:: Belge Metni

Dünyanın defne ihtiyacını Türkiye karşılıyor
Türkiye bitki örtüsü açısından şanslı bir ülke. Bereketli toprakları ve iklim koşulları sayesinde hayli zengin bir bitki örtüsüne sahip. Bunlardan biri var ki hem Türkiye’nin hemen her kıyısında yetişiyor hem de dünyaya ihraç ediliyor. Sözünü ettiğimiz, antik çağlardan bu yana bilinen ve geniş bir kullanım alanına sahip olan defne…
Türkiye defne üretiminin yapıldığı ülkeler arasında önemli bir yere sahip. Öyle ki dünyanın defne ihtiyacının yüzde 90’ı Türkiye tarafından karşılanıyor.
Latince adı "laurus nobilis" olan defne, aslında Akdeniz Bölgesi’ne özgü bir tür olarak biliniyor. Peki defne Akdeniz dışında nerelerde yetişiyor? Hangi alanlarda kullanılıyor ve hangi ülkelere ihraç ediliyor? Merak edilenleri aynı zamanda Kastamonu Üniversitesi Ormancılık ve Tabiat Turizmi İhtisaslaşma Koordinatörü olan Kastamonu Üniversitesi Rektör Yardımcısı Prof. Dr. Ömer Çelik’le konuştuk.

::::
:: Gösterilen Bilgiler

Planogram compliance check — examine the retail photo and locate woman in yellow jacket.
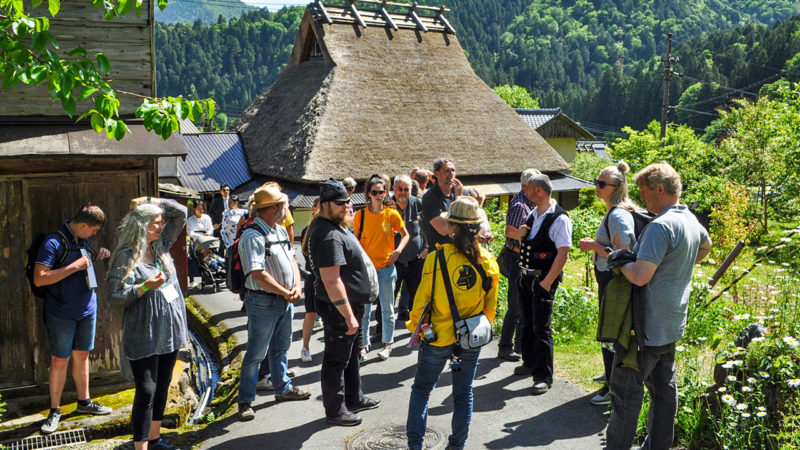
[406,197,500,449]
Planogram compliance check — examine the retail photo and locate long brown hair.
[449,222,481,267]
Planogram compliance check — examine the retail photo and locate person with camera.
[308,178,381,426]
[406,197,500,449]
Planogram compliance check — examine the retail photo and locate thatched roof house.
[230,1,569,183]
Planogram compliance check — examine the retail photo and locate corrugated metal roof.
[514,108,561,130]
[0,119,187,158]
[178,133,252,192]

::::

Alıştırma Görevleri:
A: Defne metnine göre şu soruların yanıtları nedir?
(i) Dünyanın defne ihtiyacının yüzde kaçını Türkiye karşılıyor?
(ii) Defnenin Latince adı ne?
(iii) Merak edilenler kiminle konuşulmuş?
B: Defne metninde "Türkiye bitki örtüsü açısından" sözleriyle başlayan paragrafı ana bilgilerini koruyarak kısaltır mısın?
C: Defne metnini kaldığı yerden sürdürür müsün?
Materyalin defne metniyle bir ilgisi yok.

Alıştırma Sonuçları:
A:
(i) Yüzde 90'ını.
(ii) Laurus nobilis.
(iii) Kastamonu Üniversitesi Rektör Yardımcısı Prof. Dr. Ömer Çelik ile.

B: Bereketli toprakları ve iklim koşulları sayesinde zengin bir bitki örtüsüne sahip olan Türkiye'de, antik çağlardan beri bilinen ve geniş bir kullanım alanı olan defne, hemen her kıyıda yetişiyor ve dünyaya ihraç ediliyor.

C:
Stratejik bir bitki“Defne, Akdeniz iklimine özgü bir maki bitkisi” diye sözlerine başlayan Prof. Dr. Çelik, Türkiye’de defnenin nerelerde yaygın olarak bulunduğunu açıklıyor:
“Ana yayılışını Akdeniz havzasında yapmakla beraber aslında Anadolu'nun tüm kıyı şeridinde yetişiyor. Hatay'dan başlayarak Mersin, Antalya, Muğla, İzmir, Balıkesir, Bursa, Zonguldak, Bartın, Kastamonu, Sinop gibi illerimizin kıyı şeritlerinde üretilen, yetişen bir bitki. Yayılış olarak bakıldığında genellikle ılıman iklimin etkisi altındaki yerlerde, deniz seviyesinden yaklaşık 1000-1100 metre rakıma kadar olan yükseltilerde yetişmesi mümkün oluyor.”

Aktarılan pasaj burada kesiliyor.